Dataset excerpts
--------------------------------
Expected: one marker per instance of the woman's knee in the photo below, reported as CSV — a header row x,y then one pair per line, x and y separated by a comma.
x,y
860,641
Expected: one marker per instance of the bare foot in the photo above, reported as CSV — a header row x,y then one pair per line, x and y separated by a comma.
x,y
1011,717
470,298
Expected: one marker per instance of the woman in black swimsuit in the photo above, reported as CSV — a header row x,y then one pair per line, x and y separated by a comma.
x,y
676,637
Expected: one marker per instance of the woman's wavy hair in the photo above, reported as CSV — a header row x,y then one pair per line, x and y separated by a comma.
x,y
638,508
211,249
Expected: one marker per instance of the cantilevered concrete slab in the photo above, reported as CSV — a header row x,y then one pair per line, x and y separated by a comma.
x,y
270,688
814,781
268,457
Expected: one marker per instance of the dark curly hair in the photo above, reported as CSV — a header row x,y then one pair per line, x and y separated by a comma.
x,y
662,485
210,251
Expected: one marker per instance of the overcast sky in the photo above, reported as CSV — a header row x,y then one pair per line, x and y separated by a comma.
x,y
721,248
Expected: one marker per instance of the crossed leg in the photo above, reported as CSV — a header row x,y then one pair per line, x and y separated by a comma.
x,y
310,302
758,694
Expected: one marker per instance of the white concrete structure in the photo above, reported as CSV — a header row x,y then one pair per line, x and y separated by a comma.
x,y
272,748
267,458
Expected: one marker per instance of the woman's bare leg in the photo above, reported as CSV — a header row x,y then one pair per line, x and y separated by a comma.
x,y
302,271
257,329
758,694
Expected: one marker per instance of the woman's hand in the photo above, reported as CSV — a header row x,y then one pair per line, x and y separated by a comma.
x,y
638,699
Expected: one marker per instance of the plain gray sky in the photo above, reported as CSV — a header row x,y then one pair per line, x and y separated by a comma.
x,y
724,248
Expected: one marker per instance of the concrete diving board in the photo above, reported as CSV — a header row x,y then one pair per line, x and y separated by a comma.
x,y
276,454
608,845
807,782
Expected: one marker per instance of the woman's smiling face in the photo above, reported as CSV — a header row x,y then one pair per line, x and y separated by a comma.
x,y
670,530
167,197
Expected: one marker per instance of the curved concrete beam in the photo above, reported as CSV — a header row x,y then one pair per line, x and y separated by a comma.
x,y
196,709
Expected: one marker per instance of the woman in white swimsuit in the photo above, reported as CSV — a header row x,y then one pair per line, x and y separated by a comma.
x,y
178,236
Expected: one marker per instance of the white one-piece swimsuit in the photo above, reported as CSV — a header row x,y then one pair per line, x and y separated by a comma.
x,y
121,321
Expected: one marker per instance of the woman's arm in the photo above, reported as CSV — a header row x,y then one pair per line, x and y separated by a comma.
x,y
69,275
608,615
--------------------------------
Exercise details =
Reproduce the records exactly, keeping every line.

Solution to the exercise =
Expected: one marker per instance of the woman's knee in the photo below, reported as CSV — a header row x,y then one pair per line, x and y separated by a comma.
x,y
860,641
Expected: one marker per instance of the bare foot in the photo above, reported as CSV — a header row x,y then one pair per line, x and y separated by a comma.
x,y
1011,717
470,298
Expected: one marker per instance of the woman in black swimsuit in the photo above, reported as CSV — a header row x,y then one pair per line, x and y separated by a comma.
x,y
676,637
Expected: one marker per instance of the woman's wavy hair in the photo above, reported as CSV — a header row x,y then one pair per line, x and y separated by a comma.
x,y
638,508
211,249
Expected: one marker per instance of the cantilevered concrete slab in the photo above, reported as CSV — a header row x,y then one pair per line, x and y separated by a comma.
x,y
270,688
814,781
268,457
Expected: one marker per instance of the dark curly hair in the photo above, reported as CSV — a header row x,y then one pair per line, x and y separated by a comma.
x,y
662,485
210,251
Expected: one marker per instance of the overcast sky in the photo above, reported as CSV — a header row x,y then one pair per line, x and y separated by a comma.
x,y
721,248
Expected: one marker per instance of the crossed leg in the photo above, reported as CSV — a header row x,y then one pair per line, x and y separated by a comma.
x,y
310,302
758,694
Expected: one marker per instance of the white concrete structure in the photo above, reported as CSV — a header row x,y then one pair per line, x and y separated by a comma.
x,y
272,748
267,458
Expected: one marker per instance of the woman's bare leg in the photo above, reported as CSV — a header row x,y then one pair per line, x and y separated by a comma.
x,y
302,271
257,329
758,694
Expected: one marker per instance of the woman's hand in the photo above, reported as CSV — a header row x,y then one pair per line, x and y separated by a comma.
x,y
638,699
Expected: one marker per instance of the plain gray sky in the photo above, reported as CSV — a header row x,y then one pair per line, x and y separated by a comma.
x,y
724,248
Expected: one marker per instance of the concrete diving board in the photo above, reported as CSV — a header row x,y then one pair per line, x and y separated by a comma.
x,y
276,454
608,845
807,782
Expected: one marker per instance of the woman's smiling face in the photo above, reported as CSV — a header row x,y then one pair per line, x and y separated by a comma.
x,y
670,530
167,197
Expected: one marker per instance of the curved concrete beam in the photo above, reported as CSV — a header row x,y then one pair per line, x and y separated by a comma.
x,y
196,709
Expected: one marker per instance of the woman in white swimsuit in the photo above, reported as CSV — a header row x,y then one pair per line, x and y separated by a comma.
x,y
178,236
Expected: one marker per instance of the white one-piece swimsuit in the photo above, reported as CSV — a header row x,y then one pair per line, x and y separated by a comma.
x,y
121,321
Expected: one marker per instance of the woman's arm in the photo above, reported as CSV — a header row x,y then one pair per line, x and y separated by a comma.
x,y
69,275
608,615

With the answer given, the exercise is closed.